One early experimental study on the evolution of vortex ring was reported by Krutzsch (2011) in the 1930s. In that experiment, observations on the vortex ring transition were made with the then novel dye visualization technique, which is in use even nowadays in vortex ring studies (New et al. 2016). The laminar circular ring was observed to exhibit wavy undulations along the core through instability mechanism. Moreover, secondary structures associated with this flow instability were identified, too. Although this early work only provided qualitative observation, it did pave the foundation for the topic of vortex ring transition and guided research efforts towards the instability phenomenon in the vortex ring transition.

Development of the PIV technique in the last three decades makes quantitative examination on the vortex ring transition possible, allowing advanced instability analysis based on the characteristic flow field. The experimental study of Dazin et al. (2006) using the stereoscopic PIV technique successfully revealed the transition of vortex rings produced at various conditions with piston-based Reynolds number in the range of Re _p = 2600~5100. Flow structure that appears during transition was clearly captured. For example, pockets of high concentration of radial velocity are produced along the ring torus, while the number of pockets is linked with the wave number. Spectrum analysis on the unsteady radial velocity was also performed at a few snapshots, providing the most unstable mode for the instability. The phase angle of the unstable modes in transition was also revealed to remain unchanged, which confirms the standing-wave nature of the instability growing at ring torus. Despite the success of applying the stereo-PIV technique into the analysis of instability phenomenon, the temporal evolution of the flow instability was not able to be captured as the laser sheet was fixed to a certain location. A recent experimental work by Pointz et al. (2016) enables tracking of the vortex ring motion by translating the flow facility in the direction counter to the ring travelling direction. Together with the scanning tomographic PIV technique, this unique facility allowed to take 4D measurement of the vortex ring transition process. Taking advantage of the 4D data ensemble, dynamic modal analysis was used to reveal the primary vortical structure produced in transition. Apart from the wavy ring torus, the halo-vortex was identified to wrap around the ring core. However, attention was not paid in the flow instability associated with transition. Therefore, the first motivation of the present experimental work is to reveal the temporal growth of the instability phenomena.

==*==

- [What is asked] Condense the paragraph of the vortex ring transition text that begins "Development of the PIV technique" into a shorter version that keeps its main facts. Work only from the text on vortex ring transition above.

==*==

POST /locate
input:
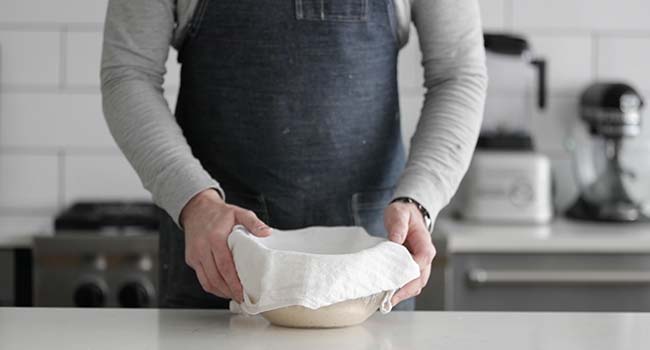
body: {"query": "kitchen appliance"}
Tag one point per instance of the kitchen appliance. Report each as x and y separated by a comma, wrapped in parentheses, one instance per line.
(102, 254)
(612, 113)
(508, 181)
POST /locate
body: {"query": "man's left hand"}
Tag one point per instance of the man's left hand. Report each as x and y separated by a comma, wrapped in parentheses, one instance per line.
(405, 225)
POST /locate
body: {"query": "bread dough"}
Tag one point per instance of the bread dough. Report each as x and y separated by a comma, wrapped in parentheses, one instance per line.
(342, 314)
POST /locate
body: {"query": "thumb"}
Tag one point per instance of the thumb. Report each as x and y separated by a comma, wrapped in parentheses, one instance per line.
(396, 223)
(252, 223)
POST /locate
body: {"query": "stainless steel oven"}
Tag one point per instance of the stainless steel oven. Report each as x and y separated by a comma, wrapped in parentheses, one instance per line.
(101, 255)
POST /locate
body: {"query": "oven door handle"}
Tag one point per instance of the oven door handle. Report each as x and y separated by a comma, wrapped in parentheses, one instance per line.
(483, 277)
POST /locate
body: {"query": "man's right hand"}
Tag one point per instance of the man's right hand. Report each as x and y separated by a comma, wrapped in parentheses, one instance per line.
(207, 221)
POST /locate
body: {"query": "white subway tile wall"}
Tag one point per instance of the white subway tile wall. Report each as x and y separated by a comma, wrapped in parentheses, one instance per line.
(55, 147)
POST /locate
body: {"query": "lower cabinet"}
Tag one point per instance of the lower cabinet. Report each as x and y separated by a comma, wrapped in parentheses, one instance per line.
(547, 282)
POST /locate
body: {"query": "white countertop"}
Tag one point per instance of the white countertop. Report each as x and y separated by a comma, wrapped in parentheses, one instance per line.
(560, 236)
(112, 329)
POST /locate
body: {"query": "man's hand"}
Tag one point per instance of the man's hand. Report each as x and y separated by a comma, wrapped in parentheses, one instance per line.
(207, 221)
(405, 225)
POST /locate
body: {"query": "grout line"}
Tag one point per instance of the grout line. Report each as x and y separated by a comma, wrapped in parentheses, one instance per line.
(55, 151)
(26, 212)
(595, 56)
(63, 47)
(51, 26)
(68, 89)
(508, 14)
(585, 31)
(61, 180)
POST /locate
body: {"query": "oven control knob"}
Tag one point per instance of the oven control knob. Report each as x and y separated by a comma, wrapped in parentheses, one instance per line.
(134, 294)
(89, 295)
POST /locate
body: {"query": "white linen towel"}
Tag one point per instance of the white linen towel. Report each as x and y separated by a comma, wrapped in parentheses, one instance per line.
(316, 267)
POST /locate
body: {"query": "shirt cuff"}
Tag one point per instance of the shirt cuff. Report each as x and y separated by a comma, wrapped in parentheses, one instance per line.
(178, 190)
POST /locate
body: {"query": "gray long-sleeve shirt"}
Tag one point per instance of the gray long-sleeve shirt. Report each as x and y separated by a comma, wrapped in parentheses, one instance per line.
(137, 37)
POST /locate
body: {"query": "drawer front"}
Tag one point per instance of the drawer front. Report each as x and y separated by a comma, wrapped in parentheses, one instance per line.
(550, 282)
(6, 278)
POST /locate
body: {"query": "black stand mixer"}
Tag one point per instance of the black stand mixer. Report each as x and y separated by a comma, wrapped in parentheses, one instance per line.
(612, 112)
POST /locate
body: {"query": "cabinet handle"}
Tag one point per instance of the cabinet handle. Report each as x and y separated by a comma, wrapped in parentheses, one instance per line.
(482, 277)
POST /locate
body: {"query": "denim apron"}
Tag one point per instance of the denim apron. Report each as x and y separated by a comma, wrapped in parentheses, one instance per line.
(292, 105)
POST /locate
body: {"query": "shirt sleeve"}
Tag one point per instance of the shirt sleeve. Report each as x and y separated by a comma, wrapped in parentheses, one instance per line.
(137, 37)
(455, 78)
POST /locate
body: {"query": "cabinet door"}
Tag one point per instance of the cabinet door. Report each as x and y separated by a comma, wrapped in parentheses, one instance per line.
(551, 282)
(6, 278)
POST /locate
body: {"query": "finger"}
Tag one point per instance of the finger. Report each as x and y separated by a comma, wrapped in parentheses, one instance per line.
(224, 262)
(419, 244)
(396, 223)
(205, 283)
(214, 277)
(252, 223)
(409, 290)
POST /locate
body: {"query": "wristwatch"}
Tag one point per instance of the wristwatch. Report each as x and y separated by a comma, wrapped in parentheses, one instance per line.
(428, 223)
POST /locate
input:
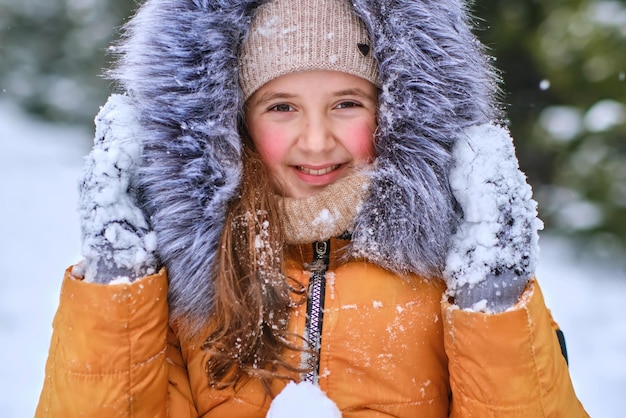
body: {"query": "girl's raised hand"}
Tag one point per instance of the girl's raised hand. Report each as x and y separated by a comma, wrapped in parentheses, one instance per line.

==*==

- [Exercise answer] Over the last three decades, PIV has made quantitative study of vortex ring transition possible. Using stereoscopic PIV, Dazin et al. (2006) captured the transition of rings at piston-based Reynolds numbers of 2600 to 5100. They found pockets of high radial velocity along the ring torus, with the number of pockets linked to the wave number. Spectrum analysis gave the most unstable mode, and the constant phase angle of the unstable modes confirmed the standing-wave nature of the instability. Because the laser sheet was fixed, however, the instability's temporal evolution could not be captured. Pointz et al. (2016) tracked the ring by moving the facility against its direction of travel and, with scanning tomographic PIV, obtained 4D measurements. Dynamic modal analysis showed the wavy torus and a halo-vortex wrapped around the core, but the flow instability was not examined. The present work's first aim is therefore to reveal the instability's temporal growth.